Copy each of the rows below word for word, leaving out the pictures.

BEGIN Records for the task

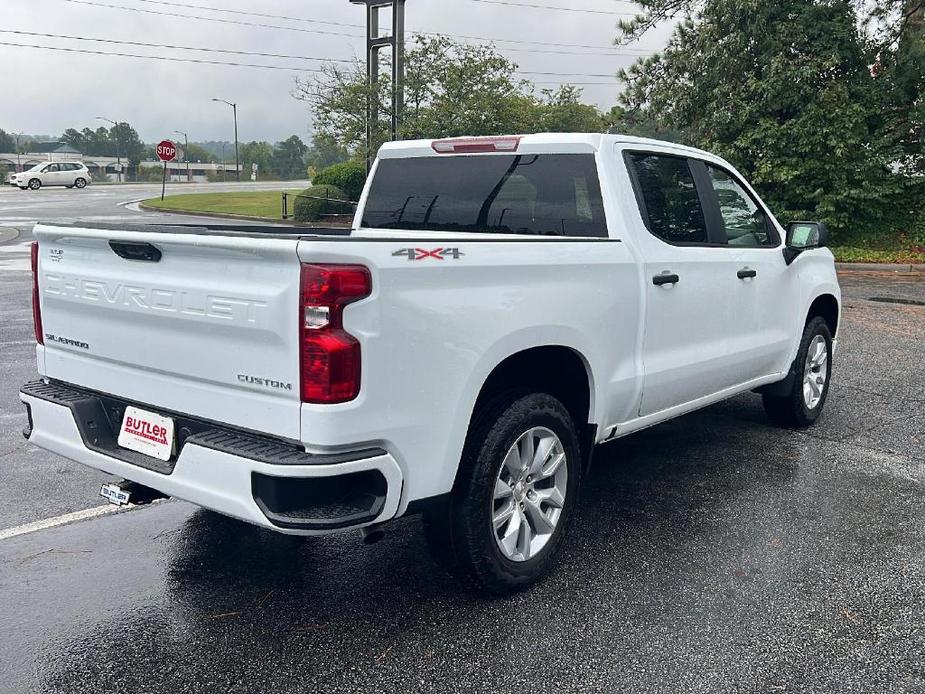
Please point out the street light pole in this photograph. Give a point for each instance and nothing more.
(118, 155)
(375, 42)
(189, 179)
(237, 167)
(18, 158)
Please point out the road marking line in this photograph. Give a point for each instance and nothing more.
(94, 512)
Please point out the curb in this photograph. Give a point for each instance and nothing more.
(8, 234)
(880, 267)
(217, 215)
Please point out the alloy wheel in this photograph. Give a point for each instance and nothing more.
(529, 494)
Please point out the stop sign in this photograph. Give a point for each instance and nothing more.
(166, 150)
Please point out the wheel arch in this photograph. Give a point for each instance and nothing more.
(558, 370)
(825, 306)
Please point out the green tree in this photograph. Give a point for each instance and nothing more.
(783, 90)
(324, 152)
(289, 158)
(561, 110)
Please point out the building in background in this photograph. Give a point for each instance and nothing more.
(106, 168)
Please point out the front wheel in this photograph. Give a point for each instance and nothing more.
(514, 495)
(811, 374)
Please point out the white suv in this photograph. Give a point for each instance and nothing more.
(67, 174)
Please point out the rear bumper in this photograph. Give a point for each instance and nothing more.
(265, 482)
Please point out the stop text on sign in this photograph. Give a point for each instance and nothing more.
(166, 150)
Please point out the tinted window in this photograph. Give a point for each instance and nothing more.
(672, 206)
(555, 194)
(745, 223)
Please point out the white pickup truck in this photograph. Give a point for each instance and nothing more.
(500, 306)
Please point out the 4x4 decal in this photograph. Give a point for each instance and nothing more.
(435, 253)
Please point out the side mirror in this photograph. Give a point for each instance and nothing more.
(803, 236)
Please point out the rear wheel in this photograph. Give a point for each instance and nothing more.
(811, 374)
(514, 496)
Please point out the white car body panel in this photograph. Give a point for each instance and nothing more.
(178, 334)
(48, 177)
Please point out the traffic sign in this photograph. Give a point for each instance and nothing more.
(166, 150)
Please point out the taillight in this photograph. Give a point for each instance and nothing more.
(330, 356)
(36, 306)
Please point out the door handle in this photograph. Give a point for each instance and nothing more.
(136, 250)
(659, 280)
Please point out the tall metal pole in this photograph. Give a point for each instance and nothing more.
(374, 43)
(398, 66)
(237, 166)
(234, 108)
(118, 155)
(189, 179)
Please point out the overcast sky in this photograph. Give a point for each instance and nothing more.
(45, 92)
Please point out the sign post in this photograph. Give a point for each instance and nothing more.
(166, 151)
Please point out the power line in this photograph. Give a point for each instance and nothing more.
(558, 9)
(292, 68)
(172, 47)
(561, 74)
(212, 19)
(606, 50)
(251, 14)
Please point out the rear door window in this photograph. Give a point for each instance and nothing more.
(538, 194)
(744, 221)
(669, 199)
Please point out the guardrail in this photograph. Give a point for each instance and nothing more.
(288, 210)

END Records for the task

Correct result:
Please point out the street light pole in this photograph. Give a point for each instance and nothing more.
(118, 155)
(375, 42)
(189, 179)
(237, 167)
(18, 158)
Please point out the road marking line in this photograph. Give a point for each instance and nothing more.
(94, 512)
Please point out the curb in this photograph. Give a point for each instance and nothing more.
(8, 234)
(880, 267)
(217, 215)
Please point out the alloy wheel in this photograph. Give a point for each instance and nothing more.
(529, 494)
Please point out the stop sign in this photograph. Give a point for each instance and nothing more.
(166, 150)
Please point out the wheel arch in this photograph. Give a point for each instance and nothing more.
(558, 370)
(825, 306)
Please point out the green tree in this photograph. Give a point for each instance and nothing more.
(783, 90)
(324, 152)
(289, 158)
(561, 110)
Please point out the building in background in this photograph. Give a point for each instance and nothing more.
(106, 168)
Please point out the front wheel in this photograph. Give a point for each instance and nothing more.
(514, 495)
(811, 374)
Please point out the white suv in this photograph. Give a point for each instance and nothing more.
(67, 174)
Please point out the rear bumper in this photograph. Give a point for each instance and nothing more.
(265, 482)
Please point out the stop text on sign in this photograph. Give a point for each instance and nothing more.
(166, 150)
Please point out the tinted window in this photograph. Give a point for each instance and nothing more.
(672, 206)
(555, 194)
(745, 223)
Please point out the white pickup truck in this photograph. Give a point for each instance and nothing more.
(500, 306)
Please point out the 4x4 decal in this photograph. Give a point for each instance and nothing more.
(435, 253)
Please point out the side mirror in this photograph. Give a point for each instance and nothing more.
(803, 236)
Please point out the rear wheel in this photograph. Give a point for each instance and nothing more.
(811, 374)
(514, 496)
Please point out the white car body panel in this photograph. Give a point for each instance and nothing more.
(178, 334)
(48, 177)
Please point out the traffic sign in this photograph. Give a point for each instance and nothing more.
(166, 150)
Please point out the taillight in this photograph. Give a point for each instance and nothing more.
(330, 356)
(36, 306)
Please point out the door handle in this photograph. Give a point for each instance and nothing more.
(136, 250)
(659, 280)
Please point out the tall metal pole in this photograph. Give a point for each instance and nothing more.
(374, 43)
(398, 66)
(237, 166)
(234, 108)
(118, 155)
(189, 179)
Please point out the overcast sky in this photograph. Give a point for each instance and nothing more.
(45, 92)
Please point out the sign post in this photograph. Give a point for each instance and nothing more.
(166, 151)
Please point out the power line in this photograph. Give a point for each instance and nothing more.
(558, 9)
(292, 68)
(172, 47)
(561, 74)
(212, 19)
(606, 50)
(251, 14)
Please point out the rear door window in this photograph. Give a point for each instance and nothing more.
(538, 194)
(744, 221)
(669, 199)
Please point out the guardrail in this photograph. Give a point for each instance and nothing more.
(288, 210)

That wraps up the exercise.